Start of Block

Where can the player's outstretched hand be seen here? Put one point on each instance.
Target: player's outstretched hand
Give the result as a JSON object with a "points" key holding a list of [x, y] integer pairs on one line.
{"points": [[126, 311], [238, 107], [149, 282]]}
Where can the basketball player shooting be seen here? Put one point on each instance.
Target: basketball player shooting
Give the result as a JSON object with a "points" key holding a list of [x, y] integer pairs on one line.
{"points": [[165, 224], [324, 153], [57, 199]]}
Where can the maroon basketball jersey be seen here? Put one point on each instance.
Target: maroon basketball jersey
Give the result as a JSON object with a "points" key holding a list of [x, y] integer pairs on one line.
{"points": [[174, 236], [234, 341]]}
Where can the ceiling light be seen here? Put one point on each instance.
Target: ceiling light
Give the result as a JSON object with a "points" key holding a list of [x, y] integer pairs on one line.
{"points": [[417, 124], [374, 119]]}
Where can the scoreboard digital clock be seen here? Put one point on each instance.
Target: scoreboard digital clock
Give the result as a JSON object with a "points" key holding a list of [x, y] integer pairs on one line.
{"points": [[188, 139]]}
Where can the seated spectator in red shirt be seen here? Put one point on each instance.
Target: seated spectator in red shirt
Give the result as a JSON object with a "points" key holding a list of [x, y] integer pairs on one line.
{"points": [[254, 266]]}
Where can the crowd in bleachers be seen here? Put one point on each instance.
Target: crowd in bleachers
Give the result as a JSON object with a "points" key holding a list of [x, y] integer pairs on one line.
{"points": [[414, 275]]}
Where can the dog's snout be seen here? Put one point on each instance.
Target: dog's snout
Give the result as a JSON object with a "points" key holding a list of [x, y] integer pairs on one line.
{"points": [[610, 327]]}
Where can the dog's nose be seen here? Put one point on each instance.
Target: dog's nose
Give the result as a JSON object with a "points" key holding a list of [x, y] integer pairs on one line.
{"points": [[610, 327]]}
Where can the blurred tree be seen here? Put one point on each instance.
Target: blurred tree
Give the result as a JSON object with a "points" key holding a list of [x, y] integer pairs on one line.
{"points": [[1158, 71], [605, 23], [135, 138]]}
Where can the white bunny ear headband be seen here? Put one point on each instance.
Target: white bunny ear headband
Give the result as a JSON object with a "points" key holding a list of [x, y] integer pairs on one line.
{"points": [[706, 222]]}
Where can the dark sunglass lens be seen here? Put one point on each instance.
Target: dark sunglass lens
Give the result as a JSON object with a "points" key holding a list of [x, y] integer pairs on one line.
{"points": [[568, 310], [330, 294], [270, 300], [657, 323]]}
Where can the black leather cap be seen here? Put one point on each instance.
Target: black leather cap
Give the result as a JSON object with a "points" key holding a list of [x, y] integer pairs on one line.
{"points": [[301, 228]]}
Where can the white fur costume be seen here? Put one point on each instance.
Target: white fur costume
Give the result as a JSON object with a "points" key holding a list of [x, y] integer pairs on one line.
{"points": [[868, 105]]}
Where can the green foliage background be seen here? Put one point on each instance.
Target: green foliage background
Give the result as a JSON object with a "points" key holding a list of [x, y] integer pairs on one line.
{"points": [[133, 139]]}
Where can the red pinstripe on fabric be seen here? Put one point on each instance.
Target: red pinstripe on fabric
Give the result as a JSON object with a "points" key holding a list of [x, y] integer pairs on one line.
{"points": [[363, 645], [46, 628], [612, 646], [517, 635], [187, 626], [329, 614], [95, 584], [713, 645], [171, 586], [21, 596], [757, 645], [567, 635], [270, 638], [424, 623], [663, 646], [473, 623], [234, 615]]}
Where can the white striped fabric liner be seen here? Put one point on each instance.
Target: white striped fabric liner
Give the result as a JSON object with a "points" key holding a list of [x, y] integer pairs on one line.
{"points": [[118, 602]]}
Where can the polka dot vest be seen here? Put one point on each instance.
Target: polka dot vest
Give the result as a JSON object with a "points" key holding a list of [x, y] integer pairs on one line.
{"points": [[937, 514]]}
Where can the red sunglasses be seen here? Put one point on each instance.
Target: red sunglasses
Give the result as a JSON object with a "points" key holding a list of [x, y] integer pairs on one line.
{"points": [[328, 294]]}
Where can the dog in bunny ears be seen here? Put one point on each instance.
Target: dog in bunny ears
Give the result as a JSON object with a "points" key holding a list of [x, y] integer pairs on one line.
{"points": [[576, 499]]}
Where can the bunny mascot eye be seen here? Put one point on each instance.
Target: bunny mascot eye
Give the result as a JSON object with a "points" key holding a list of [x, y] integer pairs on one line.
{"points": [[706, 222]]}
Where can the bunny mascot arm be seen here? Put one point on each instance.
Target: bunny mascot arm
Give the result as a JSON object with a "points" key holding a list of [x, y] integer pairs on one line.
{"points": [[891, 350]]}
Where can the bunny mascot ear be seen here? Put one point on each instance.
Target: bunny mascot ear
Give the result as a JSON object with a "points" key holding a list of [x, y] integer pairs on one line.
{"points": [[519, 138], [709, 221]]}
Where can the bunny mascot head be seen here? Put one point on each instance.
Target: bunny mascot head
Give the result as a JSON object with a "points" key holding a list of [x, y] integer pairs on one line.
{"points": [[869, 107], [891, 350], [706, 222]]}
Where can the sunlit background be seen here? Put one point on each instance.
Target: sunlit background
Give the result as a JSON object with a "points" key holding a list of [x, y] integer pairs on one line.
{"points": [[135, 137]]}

End of Block

◆ **Work to be completed**
Take the records above and write each one out again exactly.

◆ **Exercise response**
Where can the player's outstretched hand be seen here? Put one point on each instance.
Target: player's outstretched hand
Give the result as a JSON object with a "points" key holding a list of [x, y] integer pairs on one line.
{"points": [[126, 311], [238, 107], [149, 282]]}
Where can the basketball player shooting be seen here? Put one point on each instance.
Target: basketball player shooting
Give the result as a JSON object with a "points" key holding a list of [x, y] integer pairs on one line.
{"points": [[165, 224], [324, 153], [57, 199]]}
Where can the maroon basketball jersey be seen here? Put one point on each instance.
Target: maroon basketball jersey
Give the result as a JSON object with a "points" key holding a list of [x, y] integer pairs on one line.
{"points": [[174, 236], [234, 341]]}
Where can the ceiling light be seen here? Put one point on each instance.
Target: ceiling light
Give the result as a JSON object with a "points" key holding a list of [x, y] integer pairs on one line.
{"points": [[417, 124], [374, 119]]}
Where can the scoreboard digital clock be seen here? Put one point on each instance.
Target: scoreboard digital clock
Give the result as a JSON object with a "points" key holding a list of [x, y] integer pairs on one line.
{"points": [[188, 139]]}
Where can the seated spectator in red shirt be seen here? Put one point on each instance.
Target: seated spectator in red shirt
Give the result as a JSON object with a "points" key holding a list of [x, y] integer pairs on one line.
{"points": [[254, 266]]}
Where can the crowd in bleachers be seen here? Put one point on each instance.
Target: crowd in bleachers
Give the result as a JSON object with a "points" key holding a list of [x, y] integer pairs on one line.
{"points": [[414, 275]]}
Where can the dog's snout be seen here? Put one point on each instance.
Target: dog's snout
Give the result as a JSON object with a "points" key holding a list of [x, y] integer pairs on one line.
{"points": [[610, 327]]}
Where can the dog's nose be seen here? Put one point on each instance.
Target: dog's nose
Give the result as a JSON object with a "points" key holding a list of [x, y] integer pairs on one line.
{"points": [[610, 327]]}
Where can the blurred tree be seen here? Put one point on each instance.
Target: blurred tree
Give the result as a JSON object with a "points" key holding a list of [x, y] integer pairs on one line.
{"points": [[1158, 71], [605, 23], [135, 138]]}
Where can the white bunny ear headband be seen here? Put one point on each instance.
Target: white bunny ear headband
Give the result as a JSON object with a "points" key holding a list of [x, y] integer pairs on one line.
{"points": [[706, 222]]}
Where can the dark sunglass lens be seen here? Put one point on each instance.
Target: dark sunglass lens
Give the result as a JSON object with a "points" key holding a list of [x, y] integer pairs on one line.
{"points": [[568, 310], [330, 294], [270, 300], [657, 323]]}
Where can the black leather cap be seen here? Put one point on each instance.
Target: black leather cap
Give the result as a JSON object with a "points" key holding a list of [x, y] integer pairs on one line.
{"points": [[301, 228]]}
Where can the white fur costume be seen here? Put one point on each instance.
Target: white fur costume
Give the result as a JSON object with a "points" key holding a list of [x, y] integer pairs on one line.
{"points": [[868, 105]]}
Where can the green foliage background be seen here? Put one point on each instance.
Target: green foliage background
Give the result as a JSON object with a "points" key holding a list of [x, y] integer pairs on one line.
{"points": [[133, 139]]}
Where can the red pinstripe on fabric be seen here? Put one point on each instance.
Target: red pinstripe on fabric
Give the result as a JSON object with a "points" key holding a list of [x, y] integer pairs on one line.
{"points": [[363, 645], [46, 628], [612, 646], [517, 635], [187, 626], [329, 614], [95, 584], [713, 645], [171, 586], [21, 596], [757, 645], [567, 635], [270, 638], [424, 623], [663, 646], [473, 623], [234, 615]]}
Where can the white striped fabric liner be seen here? Put one point on each instance.
Target: white striped fabric liner
Give the result as a JSON object with a "points" key holding a list of [x, y] integer pairs on one line.
{"points": [[118, 602]]}
Where can the polka dot vest be seen here? Put one point on each instance.
Target: polka dot vest
Give the result as a JSON object with a "points" key holding a list of [x, y] integer pairs on one line.
{"points": [[937, 514]]}
Where can the red sunglasses be seen here? Put one point on each instance.
Target: red sunglasses
Give the result as a JSON object with a "points" key holding a list of [x, y] integer pairs on one line.
{"points": [[328, 294]]}
Where can the dog in bunny ears be seen here? Put one point on each instance.
Target: dog in bunny ears
Give the result as a JSON object with a "points" key holding a list of [x, y] integer pairs on one line.
{"points": [[576, 499]]}
Where can the bunny mascot eye be seen here? Put one point on each instance.
Target: bunny mascot eye
Give the result as a JSON object with a "points" key holding a list of [x, y] integer pairs on one line.
{"points": [[706, 222]]}
Where can the bunny mascot arm be seen here? Put one point on each instance.
Target: bunny mascot arm
Give the result as a JSON object with a "points" key holding a list of [x, y] integer pairs on one line.
{"points": [[891, 350]]}
Where can the bunny mascot ear be seen here? Put one point on each instance.
Target: bunny mascot ear
Give the result as a JSON object with a "points" key holding a list of [x, y] integer pairs on one line.
{"points": [[519, 138], [709, 221]]}
Where can the bunny mascot head be seen here? Put one point on each instance.
Target: bunny mascot head
Give the result as a JSON object with a "points" key holding a list of [x, y] integer pairs on one line.
{"points": [[869, 107], [891, 350], [706, 222]]}
Where can the sunlit background be seen here? Put one point on each instance.
Target: sunlit background
Give the result as a JSON object with a "points" key holding a list of [x, y] integer pairs on one line.
{"points": [[135, 137]]}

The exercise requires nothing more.